◆ What to produce ◆
Where the line containing "Task: annotate the dark" appears, begin retyping; continue exactly through the final line of the data. Omit every picture.

◆ Coordinate labeling data ◆
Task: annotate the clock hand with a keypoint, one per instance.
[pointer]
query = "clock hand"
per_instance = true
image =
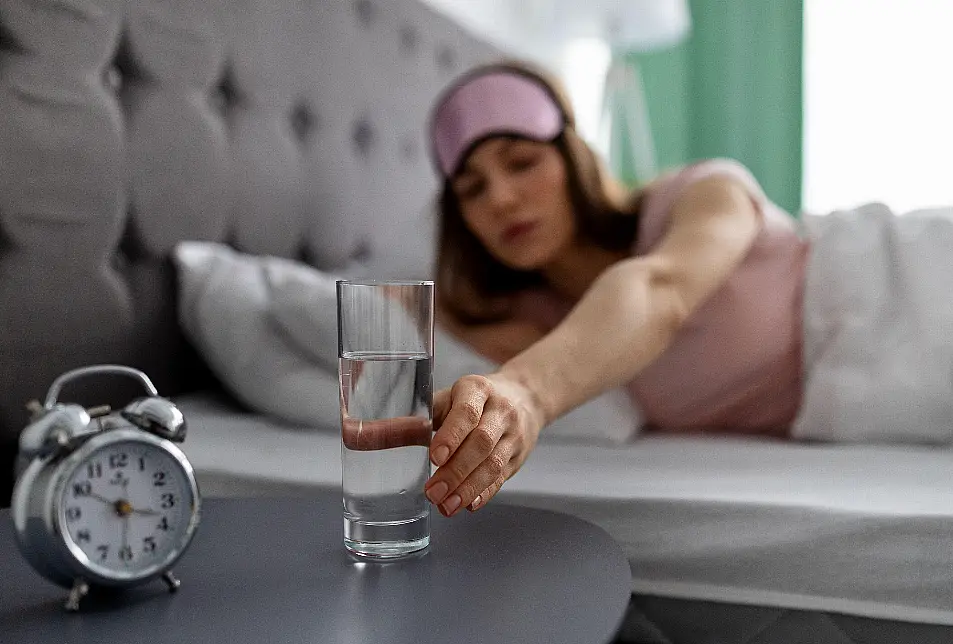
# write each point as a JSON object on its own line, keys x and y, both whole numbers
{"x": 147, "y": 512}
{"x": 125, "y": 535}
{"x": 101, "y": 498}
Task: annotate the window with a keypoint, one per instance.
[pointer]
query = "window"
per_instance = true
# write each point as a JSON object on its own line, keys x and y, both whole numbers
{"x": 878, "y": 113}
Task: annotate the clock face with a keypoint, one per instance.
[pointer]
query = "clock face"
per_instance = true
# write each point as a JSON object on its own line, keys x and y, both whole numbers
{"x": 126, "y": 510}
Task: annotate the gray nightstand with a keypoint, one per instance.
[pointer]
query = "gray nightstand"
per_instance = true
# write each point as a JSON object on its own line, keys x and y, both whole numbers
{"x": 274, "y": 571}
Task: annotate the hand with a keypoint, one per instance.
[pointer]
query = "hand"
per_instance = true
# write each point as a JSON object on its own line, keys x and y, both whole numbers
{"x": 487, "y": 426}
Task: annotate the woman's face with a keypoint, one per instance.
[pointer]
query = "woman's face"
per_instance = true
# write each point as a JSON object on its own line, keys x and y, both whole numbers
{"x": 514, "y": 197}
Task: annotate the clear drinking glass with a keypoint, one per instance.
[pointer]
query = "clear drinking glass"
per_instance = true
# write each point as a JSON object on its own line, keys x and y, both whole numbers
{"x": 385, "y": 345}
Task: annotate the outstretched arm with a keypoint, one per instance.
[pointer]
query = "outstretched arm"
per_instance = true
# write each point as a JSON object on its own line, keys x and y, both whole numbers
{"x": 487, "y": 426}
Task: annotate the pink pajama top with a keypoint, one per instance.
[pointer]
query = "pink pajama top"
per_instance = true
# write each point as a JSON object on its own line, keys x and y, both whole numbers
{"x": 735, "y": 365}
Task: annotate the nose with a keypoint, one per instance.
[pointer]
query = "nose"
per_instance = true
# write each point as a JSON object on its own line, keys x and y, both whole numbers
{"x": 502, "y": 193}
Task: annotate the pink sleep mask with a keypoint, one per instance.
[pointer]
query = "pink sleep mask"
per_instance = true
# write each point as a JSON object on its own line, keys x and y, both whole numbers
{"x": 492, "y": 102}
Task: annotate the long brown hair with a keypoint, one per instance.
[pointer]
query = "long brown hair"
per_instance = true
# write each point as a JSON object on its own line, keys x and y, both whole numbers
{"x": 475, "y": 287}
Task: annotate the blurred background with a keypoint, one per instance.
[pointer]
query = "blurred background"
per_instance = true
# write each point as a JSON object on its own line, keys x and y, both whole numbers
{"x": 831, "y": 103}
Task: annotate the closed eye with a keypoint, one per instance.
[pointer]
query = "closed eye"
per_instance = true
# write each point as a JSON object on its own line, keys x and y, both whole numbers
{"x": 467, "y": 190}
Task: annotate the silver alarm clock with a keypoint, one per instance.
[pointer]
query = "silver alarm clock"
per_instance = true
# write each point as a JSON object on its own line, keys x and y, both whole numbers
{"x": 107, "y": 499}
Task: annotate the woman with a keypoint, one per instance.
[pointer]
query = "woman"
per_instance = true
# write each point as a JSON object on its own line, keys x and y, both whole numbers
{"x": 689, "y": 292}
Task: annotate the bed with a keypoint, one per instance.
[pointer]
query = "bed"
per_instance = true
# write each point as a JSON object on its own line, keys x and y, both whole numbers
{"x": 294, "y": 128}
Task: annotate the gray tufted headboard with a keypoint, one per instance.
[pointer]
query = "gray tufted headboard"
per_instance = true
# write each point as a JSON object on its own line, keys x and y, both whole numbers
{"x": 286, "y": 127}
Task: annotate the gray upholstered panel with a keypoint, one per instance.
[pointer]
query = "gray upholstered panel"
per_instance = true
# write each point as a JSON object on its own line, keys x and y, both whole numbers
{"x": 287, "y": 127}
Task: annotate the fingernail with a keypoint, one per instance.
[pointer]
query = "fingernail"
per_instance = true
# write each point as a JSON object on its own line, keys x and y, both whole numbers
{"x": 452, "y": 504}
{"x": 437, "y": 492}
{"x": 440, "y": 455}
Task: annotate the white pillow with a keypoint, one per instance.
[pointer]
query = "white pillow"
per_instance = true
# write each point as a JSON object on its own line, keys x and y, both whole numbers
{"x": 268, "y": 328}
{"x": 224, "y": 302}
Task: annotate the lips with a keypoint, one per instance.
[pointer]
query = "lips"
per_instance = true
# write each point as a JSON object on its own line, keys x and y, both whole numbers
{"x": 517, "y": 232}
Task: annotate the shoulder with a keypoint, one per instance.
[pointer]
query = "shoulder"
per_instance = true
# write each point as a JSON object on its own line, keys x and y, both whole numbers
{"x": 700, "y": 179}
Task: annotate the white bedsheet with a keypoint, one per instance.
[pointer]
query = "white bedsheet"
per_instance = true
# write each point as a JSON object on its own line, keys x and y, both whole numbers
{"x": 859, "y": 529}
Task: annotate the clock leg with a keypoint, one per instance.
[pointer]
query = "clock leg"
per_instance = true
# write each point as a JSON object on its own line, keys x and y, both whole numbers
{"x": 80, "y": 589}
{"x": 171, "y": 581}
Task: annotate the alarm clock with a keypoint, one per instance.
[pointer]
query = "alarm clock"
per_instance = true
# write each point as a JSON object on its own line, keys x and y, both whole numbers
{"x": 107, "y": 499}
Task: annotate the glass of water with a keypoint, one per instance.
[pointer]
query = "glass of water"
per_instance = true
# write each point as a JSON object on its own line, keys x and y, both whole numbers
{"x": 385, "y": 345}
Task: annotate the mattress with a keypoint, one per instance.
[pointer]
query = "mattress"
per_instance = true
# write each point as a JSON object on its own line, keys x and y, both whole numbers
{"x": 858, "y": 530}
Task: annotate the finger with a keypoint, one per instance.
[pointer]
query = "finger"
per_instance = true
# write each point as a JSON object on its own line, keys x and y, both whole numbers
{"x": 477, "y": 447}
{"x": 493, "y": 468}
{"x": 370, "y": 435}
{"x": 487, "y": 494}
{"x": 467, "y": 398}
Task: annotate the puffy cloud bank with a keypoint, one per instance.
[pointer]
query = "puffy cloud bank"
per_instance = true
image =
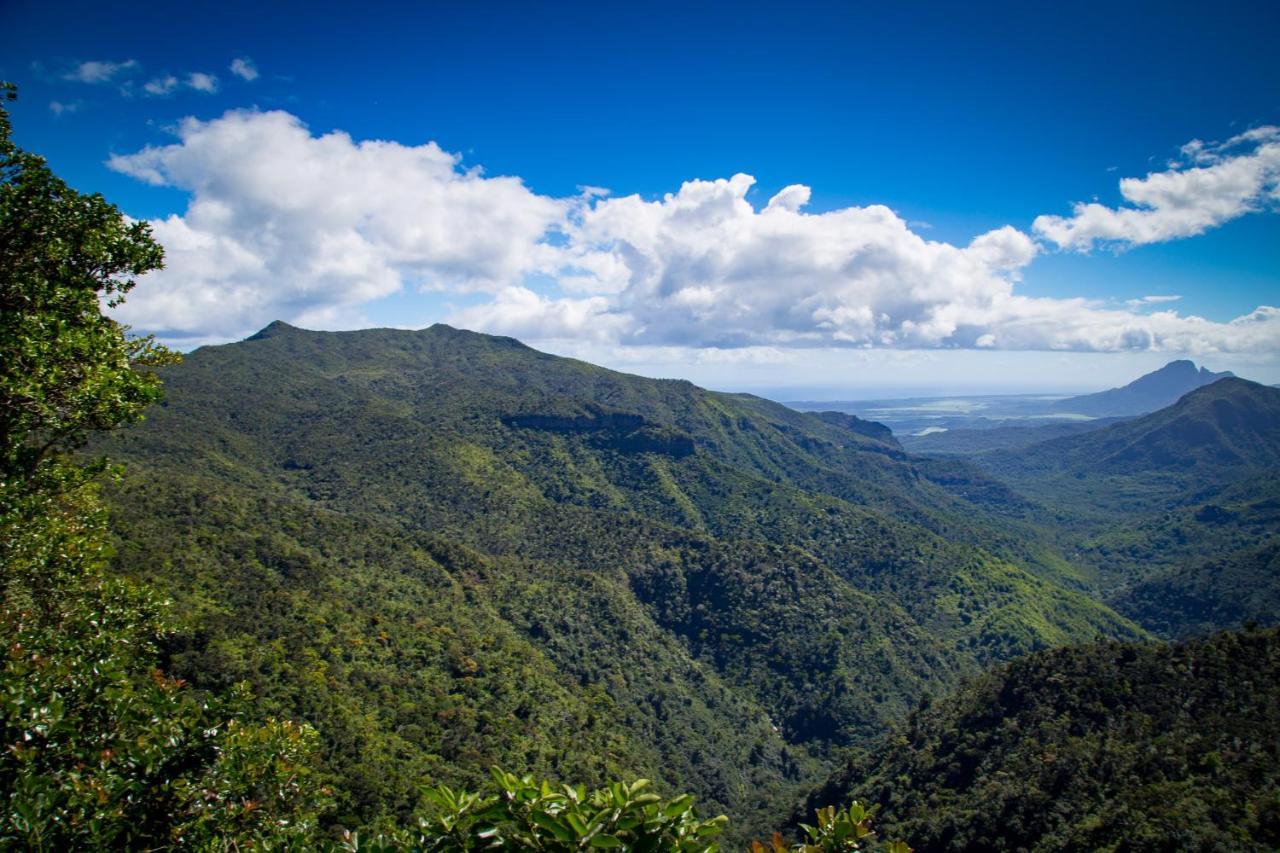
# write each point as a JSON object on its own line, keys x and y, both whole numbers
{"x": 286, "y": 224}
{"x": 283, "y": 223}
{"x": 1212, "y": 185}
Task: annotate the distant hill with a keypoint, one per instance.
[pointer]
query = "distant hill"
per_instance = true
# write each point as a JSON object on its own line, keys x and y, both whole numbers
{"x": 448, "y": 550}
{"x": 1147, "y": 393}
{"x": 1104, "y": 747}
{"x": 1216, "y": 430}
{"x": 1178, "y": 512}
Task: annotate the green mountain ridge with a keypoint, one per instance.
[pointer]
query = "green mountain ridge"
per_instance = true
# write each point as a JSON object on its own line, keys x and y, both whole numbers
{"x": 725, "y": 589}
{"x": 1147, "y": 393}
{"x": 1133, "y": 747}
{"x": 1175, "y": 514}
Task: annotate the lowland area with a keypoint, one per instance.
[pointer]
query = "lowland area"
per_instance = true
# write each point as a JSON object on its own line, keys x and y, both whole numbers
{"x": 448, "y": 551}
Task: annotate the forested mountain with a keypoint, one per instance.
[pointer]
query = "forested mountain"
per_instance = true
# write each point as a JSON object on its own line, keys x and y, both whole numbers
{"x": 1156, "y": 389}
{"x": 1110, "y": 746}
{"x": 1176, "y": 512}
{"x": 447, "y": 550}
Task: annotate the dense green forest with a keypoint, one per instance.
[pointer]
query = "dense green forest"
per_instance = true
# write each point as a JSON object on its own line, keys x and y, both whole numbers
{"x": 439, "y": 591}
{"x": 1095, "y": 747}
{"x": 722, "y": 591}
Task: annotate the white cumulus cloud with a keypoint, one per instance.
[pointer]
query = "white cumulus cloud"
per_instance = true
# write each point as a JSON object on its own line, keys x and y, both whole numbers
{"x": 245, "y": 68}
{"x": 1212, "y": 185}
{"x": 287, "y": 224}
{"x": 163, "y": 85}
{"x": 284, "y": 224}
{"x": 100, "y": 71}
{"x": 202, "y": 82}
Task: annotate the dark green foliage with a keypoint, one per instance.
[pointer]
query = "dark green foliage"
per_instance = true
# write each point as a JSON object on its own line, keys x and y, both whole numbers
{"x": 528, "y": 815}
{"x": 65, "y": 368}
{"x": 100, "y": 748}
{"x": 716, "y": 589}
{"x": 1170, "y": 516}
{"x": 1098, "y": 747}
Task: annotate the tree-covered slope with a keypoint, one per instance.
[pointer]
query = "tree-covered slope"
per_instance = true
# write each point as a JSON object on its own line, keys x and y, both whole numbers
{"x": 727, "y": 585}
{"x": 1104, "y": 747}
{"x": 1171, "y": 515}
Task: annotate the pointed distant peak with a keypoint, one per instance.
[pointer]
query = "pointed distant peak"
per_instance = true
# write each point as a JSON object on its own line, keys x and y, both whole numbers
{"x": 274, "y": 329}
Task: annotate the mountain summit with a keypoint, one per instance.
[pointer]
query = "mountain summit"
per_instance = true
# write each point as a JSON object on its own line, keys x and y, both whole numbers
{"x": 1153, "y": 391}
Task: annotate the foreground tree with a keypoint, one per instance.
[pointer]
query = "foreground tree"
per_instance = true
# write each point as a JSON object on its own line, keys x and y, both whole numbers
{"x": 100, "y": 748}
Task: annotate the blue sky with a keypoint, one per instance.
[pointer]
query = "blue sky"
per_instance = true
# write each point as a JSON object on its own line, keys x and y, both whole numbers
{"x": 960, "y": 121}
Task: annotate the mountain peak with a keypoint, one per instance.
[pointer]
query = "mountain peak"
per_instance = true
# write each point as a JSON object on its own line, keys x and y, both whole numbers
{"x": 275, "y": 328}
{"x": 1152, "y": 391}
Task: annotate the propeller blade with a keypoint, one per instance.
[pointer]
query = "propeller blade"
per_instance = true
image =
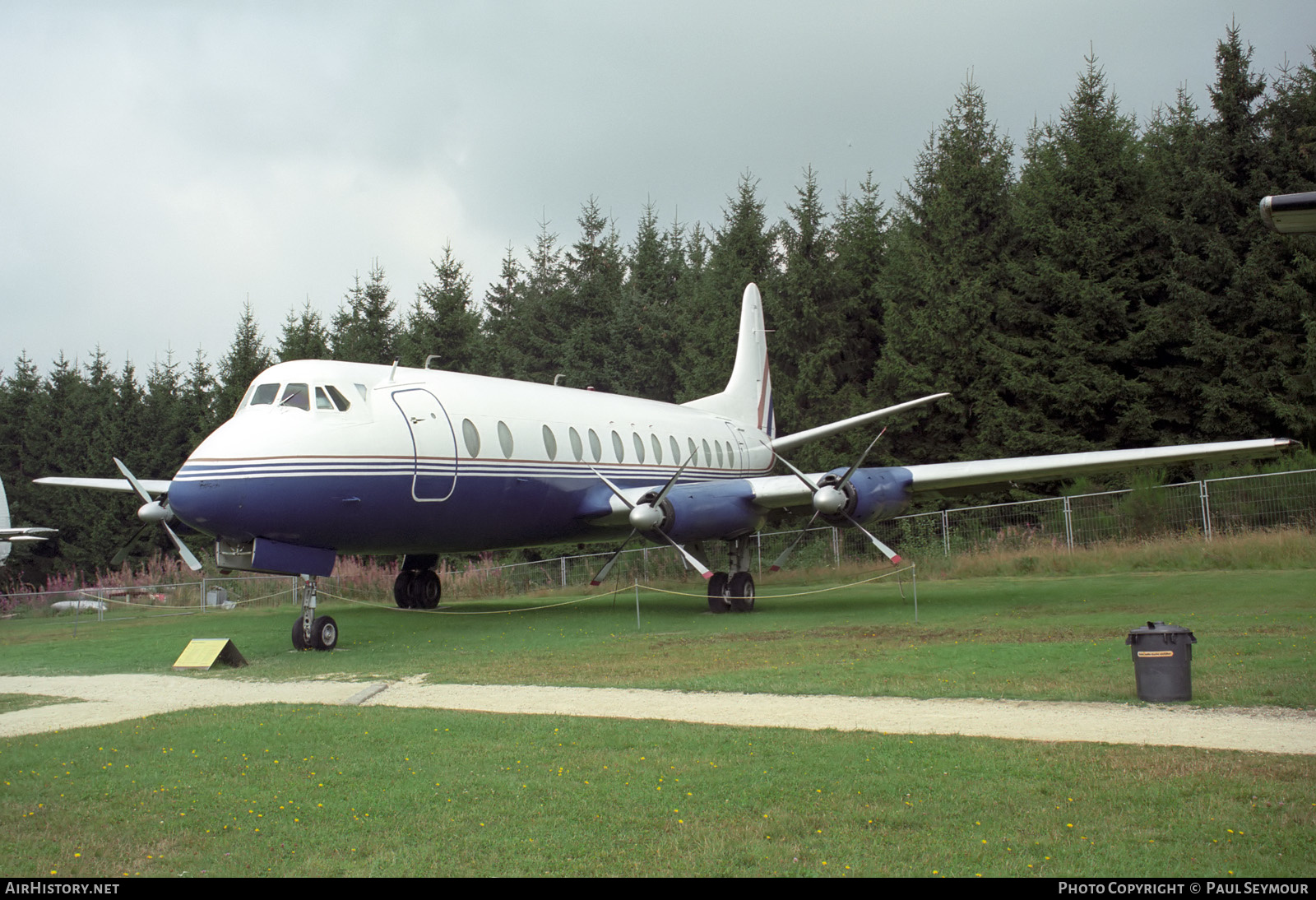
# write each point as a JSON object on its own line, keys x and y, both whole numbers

◆ Exercise output ◆
Task: annotate the dark green foliage with a keypoint, one per instance.
[pointer]
query = "dark green foliage"
per_instance = true
# write each point as a JSON object on its own line, keys x and y, both whole numbers
{"x": 528, "y": 815}
{"x": 65, "y": 368}
{"x": 100, "y": 748}
{"x": 716, "y": 589}
{"x": 1170, "y": 516}
{"x": 1098, "y": 747}
Task: annotate the tree-covered slope with a keypoint, one per instance.
[pointer]
query = "tree-covered slope"
per_instance = true
# write each point as a JSON object on its own line, keys x and y, both whole numbers
{"x": 727, "y": 585}
{"x": 1104, "y": 747}
{"x": 1171, "y": 515}
Task: annotate the pointed distant peak with a keypoint, one per instance.
[pointer]
query = "pointed distant peak"
per_instance = true
# write each point as a JSON object on its own line, keys x and y, both whole numbers
{"x": 274, "y": 329}
Task: annotate the mountain summit with a keypoint, one per instance.
[pointer]
query = "mountain summit"
per_instance = true
# write each point as a JSON object on its own line, keys x and y, both whole numbers
{"x": 1153, "y": 391}
Task: annotate the foreground tree with a keypoint, one per instance.
[pointer]
query = "foreground tree"
per_instance = true
# write each point as a JSON object on its own line, keys x and y, both whole numbers
{"x": 100, "y": 748}
Task: annotate the blue sky with a keypoint, one per instance.
[pointer]
query = "blue sky"
per_instance = true
# write each point as a JSON object on its own line, keys x and y, both whole numbers
{"x": 960, "y": 121}
Task: annotate the mountain peak with a keypoint, one per instance.
[pointer]
query = "mountain peak"
per_instance = true
# write each point as a JSON object on its own line, keys x and y, both whole numbers
{"x": 275, "y": 328}
{"x": 1152, "y": 391}
Task: annotate the propeller blade with a keypoint, one per instance.
[pointer]
query = "propeller blade"
per_instance = true
image =
# write each point as a JSON object on its own line, keys x and y, both whole numbers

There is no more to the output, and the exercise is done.